TASK DETAILS: Retype the material word for word.

DATA LISTING:
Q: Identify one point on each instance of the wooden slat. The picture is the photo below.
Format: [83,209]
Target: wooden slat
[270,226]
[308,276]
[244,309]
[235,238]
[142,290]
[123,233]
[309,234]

COMPLETE OUTPUT:
Q: Identify one point on each instance of the wooden slat. The picture is the photo below.
Format: [83,209]
Target: wooden slat
[270,226]
[308,276]
[244,309]
[235,238]
[142,290]
[123,233]
[309,234]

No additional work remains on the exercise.